◆ TASK REQUIREMENTS
Each of the records that follow needs an exact reproduction.

◆ STORED DATA

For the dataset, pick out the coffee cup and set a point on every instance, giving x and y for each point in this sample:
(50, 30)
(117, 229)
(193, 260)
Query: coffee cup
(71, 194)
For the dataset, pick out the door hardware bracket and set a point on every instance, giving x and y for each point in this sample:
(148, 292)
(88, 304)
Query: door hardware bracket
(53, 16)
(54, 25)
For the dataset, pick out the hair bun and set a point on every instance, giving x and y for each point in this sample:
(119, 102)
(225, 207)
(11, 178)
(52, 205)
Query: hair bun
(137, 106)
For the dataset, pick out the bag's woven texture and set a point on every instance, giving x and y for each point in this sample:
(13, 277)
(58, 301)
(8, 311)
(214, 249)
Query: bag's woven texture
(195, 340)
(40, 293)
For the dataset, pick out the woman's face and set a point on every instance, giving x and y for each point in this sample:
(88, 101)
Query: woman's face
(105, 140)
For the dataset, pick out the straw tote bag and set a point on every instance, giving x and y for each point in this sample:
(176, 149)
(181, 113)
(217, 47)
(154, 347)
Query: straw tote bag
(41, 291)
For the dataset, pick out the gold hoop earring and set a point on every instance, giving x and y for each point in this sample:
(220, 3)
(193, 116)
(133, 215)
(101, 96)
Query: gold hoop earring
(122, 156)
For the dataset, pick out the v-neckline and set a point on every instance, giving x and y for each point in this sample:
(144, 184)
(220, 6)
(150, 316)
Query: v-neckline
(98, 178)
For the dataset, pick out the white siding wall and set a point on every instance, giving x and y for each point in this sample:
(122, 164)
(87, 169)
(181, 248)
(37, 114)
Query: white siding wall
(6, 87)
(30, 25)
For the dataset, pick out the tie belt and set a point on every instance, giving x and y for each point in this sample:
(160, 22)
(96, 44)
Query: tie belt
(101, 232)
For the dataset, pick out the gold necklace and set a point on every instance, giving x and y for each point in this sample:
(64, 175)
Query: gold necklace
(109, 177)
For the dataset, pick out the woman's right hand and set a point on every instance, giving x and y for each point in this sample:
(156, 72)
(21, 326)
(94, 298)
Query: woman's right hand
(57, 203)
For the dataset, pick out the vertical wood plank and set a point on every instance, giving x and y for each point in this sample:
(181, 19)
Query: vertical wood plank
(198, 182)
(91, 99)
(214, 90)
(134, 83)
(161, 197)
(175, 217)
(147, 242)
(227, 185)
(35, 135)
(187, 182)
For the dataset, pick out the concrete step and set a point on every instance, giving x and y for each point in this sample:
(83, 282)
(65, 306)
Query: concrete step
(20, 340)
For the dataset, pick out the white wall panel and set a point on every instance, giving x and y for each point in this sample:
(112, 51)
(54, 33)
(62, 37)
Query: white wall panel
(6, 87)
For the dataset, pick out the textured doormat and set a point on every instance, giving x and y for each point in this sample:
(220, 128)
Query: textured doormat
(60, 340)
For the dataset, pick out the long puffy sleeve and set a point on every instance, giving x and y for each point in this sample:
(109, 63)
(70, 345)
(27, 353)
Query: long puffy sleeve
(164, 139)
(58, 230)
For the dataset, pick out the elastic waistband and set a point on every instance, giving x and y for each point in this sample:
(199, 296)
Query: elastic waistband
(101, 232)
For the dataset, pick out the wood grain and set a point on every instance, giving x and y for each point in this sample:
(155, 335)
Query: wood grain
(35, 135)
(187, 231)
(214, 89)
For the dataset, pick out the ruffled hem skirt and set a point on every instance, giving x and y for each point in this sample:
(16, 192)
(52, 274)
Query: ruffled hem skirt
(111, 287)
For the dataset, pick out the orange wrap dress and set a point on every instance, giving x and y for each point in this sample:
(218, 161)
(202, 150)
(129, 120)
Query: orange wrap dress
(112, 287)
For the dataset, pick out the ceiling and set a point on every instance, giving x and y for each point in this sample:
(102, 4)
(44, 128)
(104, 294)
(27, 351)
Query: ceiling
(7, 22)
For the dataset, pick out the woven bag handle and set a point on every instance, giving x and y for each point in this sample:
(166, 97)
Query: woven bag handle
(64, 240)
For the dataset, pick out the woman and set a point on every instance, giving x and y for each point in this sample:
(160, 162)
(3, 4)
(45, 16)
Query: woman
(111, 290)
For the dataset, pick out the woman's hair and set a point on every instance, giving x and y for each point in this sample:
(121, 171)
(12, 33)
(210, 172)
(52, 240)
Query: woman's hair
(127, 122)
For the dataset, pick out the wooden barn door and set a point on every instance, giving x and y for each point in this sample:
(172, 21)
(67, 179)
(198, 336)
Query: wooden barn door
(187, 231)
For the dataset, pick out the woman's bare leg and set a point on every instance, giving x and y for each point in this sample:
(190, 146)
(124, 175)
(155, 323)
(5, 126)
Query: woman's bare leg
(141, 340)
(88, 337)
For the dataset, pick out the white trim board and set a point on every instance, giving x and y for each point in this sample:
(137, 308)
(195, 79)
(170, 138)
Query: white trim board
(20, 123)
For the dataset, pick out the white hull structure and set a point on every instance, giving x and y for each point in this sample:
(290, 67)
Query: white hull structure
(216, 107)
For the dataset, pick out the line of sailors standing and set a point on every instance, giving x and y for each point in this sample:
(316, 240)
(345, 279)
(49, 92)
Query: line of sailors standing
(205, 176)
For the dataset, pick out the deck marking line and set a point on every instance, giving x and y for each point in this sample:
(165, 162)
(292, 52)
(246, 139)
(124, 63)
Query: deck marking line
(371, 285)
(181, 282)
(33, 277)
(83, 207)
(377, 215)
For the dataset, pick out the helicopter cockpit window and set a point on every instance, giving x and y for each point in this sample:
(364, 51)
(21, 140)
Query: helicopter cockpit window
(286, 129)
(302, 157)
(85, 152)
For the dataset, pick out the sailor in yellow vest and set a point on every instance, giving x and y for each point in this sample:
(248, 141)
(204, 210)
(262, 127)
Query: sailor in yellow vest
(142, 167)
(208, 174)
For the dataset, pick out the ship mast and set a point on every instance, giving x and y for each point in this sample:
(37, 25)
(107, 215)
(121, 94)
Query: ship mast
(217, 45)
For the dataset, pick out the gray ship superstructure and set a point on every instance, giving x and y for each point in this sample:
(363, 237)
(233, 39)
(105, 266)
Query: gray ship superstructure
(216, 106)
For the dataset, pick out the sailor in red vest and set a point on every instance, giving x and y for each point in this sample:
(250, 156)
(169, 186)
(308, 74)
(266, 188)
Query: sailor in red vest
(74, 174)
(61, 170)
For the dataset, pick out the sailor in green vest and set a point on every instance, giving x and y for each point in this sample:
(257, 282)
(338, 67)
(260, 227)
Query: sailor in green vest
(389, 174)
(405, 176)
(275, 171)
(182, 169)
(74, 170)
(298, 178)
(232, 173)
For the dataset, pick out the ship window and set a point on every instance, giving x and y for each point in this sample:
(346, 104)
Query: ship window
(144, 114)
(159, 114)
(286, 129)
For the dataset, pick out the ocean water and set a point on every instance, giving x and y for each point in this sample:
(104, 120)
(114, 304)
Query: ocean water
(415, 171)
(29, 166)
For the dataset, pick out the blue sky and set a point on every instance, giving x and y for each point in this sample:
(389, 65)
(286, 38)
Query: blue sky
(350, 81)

◆ EXERCISE SOLUTION
For the dataset, pick out the coffee cup and set a point on every instance, giving x and y for each point in this sample:
(50, 30)
(117, 229)
(193, 260)
Query: coffee cup
(71, 194)
For the dataset, pick out the door hardware bracket and set a point on every instance, giving x and y for each point in this sample:
(148, 292)
(88, 304)
Query: door hardware bracket
(53, 16)
(54, 25)
For the dataset, pick out the hair bun and set a point on every instance, giving x and y for each point in this sample:
(119, 102)
(225, 207)
(11, 178)
(52, 205)
Query: hair bun
(137, 106)
For the dataset, pick out the bag's woven texture and set a point on every instance, giving x and y for each point in this sample:
(13, 277)
(58, 301)
(8, 311)
(214, 249)
Query: bag's woven texture
(195, 340)
(40, 293)
For the dataset, pick out the woman's face and set a point on every instance, giving x and y for each point in this sample:
(88, 101)
Query: woman's face
(105, 140)
For the dataset, pick out the straw tote bag and set a point on every instance, giving x and y for each point in this sample:
(176, 149)
(181, 113)
(217, 47)
(154, 347)
Query: straw tote bag
(41, 291)
For the dataset, pick out the gold hoop earring and set a point on every instance, giving x and y for each point in this sample:
(220, 3)
(193, 116)
(133, 215)
(101, 96)
Query: gold hoop earring
(122, 156)
For the dataset, pick out the v-neckline and set a point on every instance, giving x and y for each point in this sample:
(144, 184)
(220, 6)
(150, 316)
Query: v-neckline
(98, 178)
For the dataset, pick out the white siding wall and set a point on every instance, giving x and y for each point in this sample:
(122, 164)
(87, 169)
(181, 248)
(37, 114)
Query: white siding wall
(6, 87)
(30, 25)
For the dataset, pick out the tie belt and set a point on every instance, giving x and y for each point in this sample:
(160, 22)
(96, 44)
Query: tie belt
(101, 232)
For the dataset, pick out the gold necklace and set a point on every instance, giving x and y for each point in this sample:
(64, 175)
Query: gold necklace
(109, 177)
For the dataset, pick out the woman's right hand and set a point on every instance, giving x and y for each point in this sample:
(156, 72)
(21, 326)
(94, 298)
Query: woman's right hand
(57, 203)
For the dataset, pick out the vertical wood plank and set a point on every instance, giving x and y for each point in this sample:
(181, 19)
Query: vertical wood plank
(198, 182)
(91, 99)
(214, 90)
(134, 83)
(161, 197)
(175, 217)
(147, 242)
(227, 185)
(35, 135)
(187, 182)
For the dataset, pick out the concrete step and set a point on every instance, giving x and y for each point in this sample:
(83, 282)
(65, 306)
Query: concrete step
(20, 340)
For the dataset, pick out the white wall panel and set a point on every instance, giving x and y for each point in this sample:
(112, 51)
(54, 33)
(62, 37)
Query: white wall panel
(6, 87)
For the dataset, pick out the textured doormat and set a point on every instance, giving x and y for each point in this sample:
(220, 128)
Query: textured doormat
(60, 340)
For the dataset, pick out the long puffy sleeve and set a point on every instance, giving x and y for each point in this sample:
(109, 63)
(70, 345)
(27, 353)
Query: long puffy sleeve
(164, 139)
(58, 230)
For the dataset, pick out the elastic waistband and set a point on every instance, giving x and y for each point in this sample:
(199, 296)
Query: elastic waistband
(101, 232)
For the dataset, pick out the wood grain and set a point on every instance, giving x and y for each point in this sample:
(155, 335)
Query: wood grain
(35, 135)
(187, 231)
(214, 89)
For the dataset, pick out the ruffled hem skirt and set a point on every instance, giving x and y for each point in this sample:
(16, 192)
(52, 274)
Query: ruffled hem skirt
(111, 287)
For the dataset, pick out the orange wrap dress and set a point on every instance, giving x and y for each point in this sample:
(218, 161)
(202, 150)
(129, 120)
Query: orange wrap dress
(112, 287)
For the dataset, pick out the ceiling and set a point on every instance, giving x and y for each point in this sample:
(102, 4)
(44, 128)
(104, 294)
(27, 351)
Query: ceiling
(7, 22)
For the dataset, pick out the woven bag handle and set a point on every instance, giving x and y for each point in this sample:
(166, 97)
Query: woven bag handle
(64, 240)
For the dataset, pick out the woman and set a point on every instance, giving x and y for each point in this sample:
(160, 162)
(3, 4)
(45, 16)
Query: woman
(111, 290)
For the dataset, pick out the woman's hair and set a point on every instance, giving x and y for each point in this sample:
(121, 171)
(12, 33)
(210, 172)
(52, 240)
Query: woman's hair
(127, 122)
For the dataset, pick out the wooden barn door and set a point on every instance, giving x and y for each point in this sample:
(172, 21)
(67, 179)
(198, 336)
Query: wooden barn door
(187, 231)
For the dataset, pick out the woman's bare leg and set a point on every instance, giving x and y for each point in this sample:
(190, 146)
(124, 175)
(155, 323)
(5, 126)
Query: woman's bare leg
(141, 340)
(88, 337)
For the dataset, pick out the white trim board and set a point on every instance, giving x and y for each point in this sample:
(137, 308)
(195, 79)
(170, 138)
Query: white trim board
(20, 123)
For the dataset, pick out the white hull structure and set a point on every instance, giving x and y for each point in this sample:
(290, 67)
Query: white hull structure
(216, 107)
For the dataset, pick out the line of sailors standing and set a point on every instance, giving x and y for each point in this sample:
(316, 240)
(345, 279)
(49, 92)
Query: line of sailors standing
(205, 176)
For the dataset, pick out the deck marking line and set a point on every instance, giving x and y for each point in this sample:
(165, 162)
(292, 52)
(246, 139)
(124, 63)
Query: deck marking line
(371, 285)
(181, 282)
(33, 277)
(83, 207)
(377, 215)
For the dataset, pick out the helicopter cockpit window and set a point on every instance, giving x and y for each point in this sample:
(364, 51)
(21, 140)
Query: helicopter cockpit window
(286, 129)
(302, 157)
(85, 152)
For the dataset, pick out the sailor in yellow vest and set a point on every instance, giving x and y for each point in this sample:
(248, 141)
(204, 210)
(262, 127)
Query: sailor in yellow vest
(142, 167)
(208, 174)
For the dataset, pick out the ship mast and set a point on every instance, giving x and y for each point in this sample:
(37, 25)
(107, 215)
(121, 94)
Query: ship mast
(217, 45)
For the dataset, pick out the gray ship superstructure and set a point on every instance, giving x and y for each point in this sample:
(363, 237)
(233, 39)
(105, 266)
Query: gray ship superstructure
(216, 106)
For the dataset, pick out the sailor in red vest and set a point on every instance, giving x and y for each point in this sample:
(250, 156)
(169, 186)
(308, 74)
(266, 188)
Query: sailor in red vest
(74, 174)
(61, 170)
For the dataset, pick out the sailor in green vest and set a point on every instance, giving x and y for each point in this sample:
(257, 282)
(338, 67)
(260, 227)
Query: sailor in green vest
(389, 174)
(405, 176)
(275, 171)
(182, 169)
(74, 170)
(298, 178)
(232, 173)
For the dataset, pick out the ship window and set a point on every instance, giving x and y for each point in this sample:
(346, 104)
Query: ship window
(144, 114)
(159, 114)
(286, 129)
For the dataset, pick out the ocean water and set a point on every instance, giving x and y for each point in this sample:
(104, 120)
(114, 304)
Query: ocean water
(415, 171)
(29, 166)
For the dataset, pick out the blue sky and set a point on every instance, giving x and y for each point in this sample:
(389, 65)
(286, 38)
Query: blue sky
(350, 81)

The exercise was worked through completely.